[Given entries Boundary: Start]
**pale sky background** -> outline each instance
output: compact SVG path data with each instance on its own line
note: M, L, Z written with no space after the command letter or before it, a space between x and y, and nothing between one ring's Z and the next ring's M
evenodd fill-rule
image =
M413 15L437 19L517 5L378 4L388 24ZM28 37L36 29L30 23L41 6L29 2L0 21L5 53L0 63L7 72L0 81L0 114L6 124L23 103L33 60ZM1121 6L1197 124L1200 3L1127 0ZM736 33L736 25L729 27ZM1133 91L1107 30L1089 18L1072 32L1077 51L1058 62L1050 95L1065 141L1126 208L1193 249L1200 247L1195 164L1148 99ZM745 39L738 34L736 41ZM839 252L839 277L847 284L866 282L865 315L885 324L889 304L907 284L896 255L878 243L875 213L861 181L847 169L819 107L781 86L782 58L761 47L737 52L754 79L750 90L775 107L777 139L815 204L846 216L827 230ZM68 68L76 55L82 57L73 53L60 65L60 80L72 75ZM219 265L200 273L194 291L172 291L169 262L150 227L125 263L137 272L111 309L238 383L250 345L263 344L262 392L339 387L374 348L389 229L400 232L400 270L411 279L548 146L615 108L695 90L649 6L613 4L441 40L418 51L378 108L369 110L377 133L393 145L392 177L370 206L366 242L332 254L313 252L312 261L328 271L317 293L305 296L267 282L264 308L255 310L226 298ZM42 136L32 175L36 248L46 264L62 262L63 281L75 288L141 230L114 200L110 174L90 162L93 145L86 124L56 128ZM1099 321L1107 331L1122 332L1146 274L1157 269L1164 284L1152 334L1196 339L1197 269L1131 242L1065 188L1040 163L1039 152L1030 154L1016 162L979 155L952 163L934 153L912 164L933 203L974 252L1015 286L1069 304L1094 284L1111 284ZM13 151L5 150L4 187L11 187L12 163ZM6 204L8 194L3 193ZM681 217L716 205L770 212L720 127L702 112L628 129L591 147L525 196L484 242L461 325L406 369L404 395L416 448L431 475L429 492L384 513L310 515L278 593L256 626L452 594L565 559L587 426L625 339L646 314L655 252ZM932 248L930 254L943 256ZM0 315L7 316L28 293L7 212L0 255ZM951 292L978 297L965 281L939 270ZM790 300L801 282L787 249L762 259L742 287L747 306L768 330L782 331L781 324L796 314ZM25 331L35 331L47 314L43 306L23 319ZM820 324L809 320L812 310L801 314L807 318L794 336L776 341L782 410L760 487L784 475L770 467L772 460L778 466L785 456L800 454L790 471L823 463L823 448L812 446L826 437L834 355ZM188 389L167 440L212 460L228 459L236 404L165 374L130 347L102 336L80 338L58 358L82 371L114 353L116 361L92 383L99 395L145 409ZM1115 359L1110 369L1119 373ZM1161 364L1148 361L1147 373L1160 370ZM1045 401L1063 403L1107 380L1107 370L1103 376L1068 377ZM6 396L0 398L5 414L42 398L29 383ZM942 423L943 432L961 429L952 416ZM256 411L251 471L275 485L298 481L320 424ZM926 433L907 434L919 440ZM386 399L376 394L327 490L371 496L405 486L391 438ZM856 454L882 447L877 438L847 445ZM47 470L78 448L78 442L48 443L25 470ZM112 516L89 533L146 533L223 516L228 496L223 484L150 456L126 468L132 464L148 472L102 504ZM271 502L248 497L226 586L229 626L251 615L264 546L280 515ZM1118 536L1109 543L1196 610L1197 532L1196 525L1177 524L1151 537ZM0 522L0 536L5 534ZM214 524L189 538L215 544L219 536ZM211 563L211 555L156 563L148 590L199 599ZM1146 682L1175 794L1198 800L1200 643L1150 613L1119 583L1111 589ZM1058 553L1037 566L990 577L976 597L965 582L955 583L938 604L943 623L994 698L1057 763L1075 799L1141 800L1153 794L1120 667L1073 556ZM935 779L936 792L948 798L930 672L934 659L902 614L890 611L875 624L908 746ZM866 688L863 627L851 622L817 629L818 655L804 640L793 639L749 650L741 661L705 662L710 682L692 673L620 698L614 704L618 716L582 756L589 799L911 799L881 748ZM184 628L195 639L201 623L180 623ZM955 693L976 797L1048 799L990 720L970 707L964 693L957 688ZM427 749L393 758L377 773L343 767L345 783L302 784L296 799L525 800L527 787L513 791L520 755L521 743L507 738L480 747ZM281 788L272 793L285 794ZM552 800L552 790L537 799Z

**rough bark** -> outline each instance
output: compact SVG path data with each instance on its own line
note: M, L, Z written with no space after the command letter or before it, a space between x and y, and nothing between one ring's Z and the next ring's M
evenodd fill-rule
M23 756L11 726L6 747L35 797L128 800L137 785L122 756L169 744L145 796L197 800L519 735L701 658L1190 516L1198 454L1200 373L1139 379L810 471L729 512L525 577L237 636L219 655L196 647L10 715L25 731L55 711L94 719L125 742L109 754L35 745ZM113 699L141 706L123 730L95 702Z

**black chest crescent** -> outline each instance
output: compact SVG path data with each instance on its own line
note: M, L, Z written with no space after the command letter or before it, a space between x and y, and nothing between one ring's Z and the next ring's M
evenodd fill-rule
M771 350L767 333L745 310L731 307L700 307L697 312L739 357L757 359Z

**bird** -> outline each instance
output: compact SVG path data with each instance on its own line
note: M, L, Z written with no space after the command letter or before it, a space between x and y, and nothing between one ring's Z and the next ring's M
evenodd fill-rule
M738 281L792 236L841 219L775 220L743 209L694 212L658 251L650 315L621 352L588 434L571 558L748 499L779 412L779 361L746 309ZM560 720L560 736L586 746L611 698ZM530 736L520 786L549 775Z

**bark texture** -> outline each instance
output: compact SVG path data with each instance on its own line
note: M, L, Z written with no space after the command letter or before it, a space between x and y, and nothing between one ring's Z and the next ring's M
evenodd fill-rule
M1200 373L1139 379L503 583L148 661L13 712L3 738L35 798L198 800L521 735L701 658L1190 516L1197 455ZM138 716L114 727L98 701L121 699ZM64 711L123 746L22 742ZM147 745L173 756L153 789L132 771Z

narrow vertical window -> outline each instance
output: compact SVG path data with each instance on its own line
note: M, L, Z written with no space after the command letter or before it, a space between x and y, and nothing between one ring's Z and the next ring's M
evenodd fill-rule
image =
[Given entries Boundary: End]
:: Work to complete ::
After finding the line that contains "bark** -> outline each instance" in the records above, copy that line and each one after it exactly, through the final line.

:: Output of the task ::
**rough bark** -> outline each instance
output: compact SVG path data with each instance on its own line
note: M, L, Z written with no space after the command letter or before it, a space between x and y, and nothing between one ring's Z and the next ring's M
evenodd fill-rule
M23 756L11 726L6 747L35 797L128 800L137 785L122 756L169 744L145 796L197 800L519 735L701 658L1190 516L1198 454L1200 373L1139 379L810 471L729 512L525 577L237 636L219 655L196 647L10 715L25 731L55 711L94 719L125 742L109 754L35 745ZM113 699L141 706L123 730L95 702Z

**black chest crescent** -> outline each instance
output: compact SVG path data with each instance on its own line
note: M, L, Z written with no space after the command letter or before it, a space between x and y, and nothing between one ring's Z and the next ring's M
evenodd fill-rule
M771 350L767 333L745 310L731 307L700 307L697 312L739 357L757 359Z

**bird** -> outline each instance
output: compact SVG path data with each instance on its own line
note: M, L, Z written with no space after the command letter or before it, a space between x and y, and nothing between one ring's Z and the next ring's M
evenodd fill-rule
M738 281L792 236L841 219L775 220L743 209L694 212L658 251L650 315L621 352L588 434L571 558L748 499L779 412L779 361L746 309ZM560 720L560 736L586 746L611 698ZM530 736L520 786L549 775Z

**bark texture** -> outline each instance
output: compact SVG path data with each instance on its own line
note: M, L, Z written with no space after the command letter or before it, a space between x and y, and nothing between one ring's Z and the next ring's M
evenodd fill-rule
M1200 373L1139 379L503 583L148 661L13 712L3 738L35 798L198 800L521 735L701 658L1190 516L1197 455ZM138 716L114 727L98 701L121 699ZM64 711L123 746L22 742ZM147 745L173 756L153 789L132 771Z

narrow vertical window -> outline each instance
output: compact SVG path data with each instance on its own line
note: M, L, Z written with no space after the command letter or before it, a space between x and y, and nothing between one ring's Z and the next ring's M
evenodd fill-rule
image =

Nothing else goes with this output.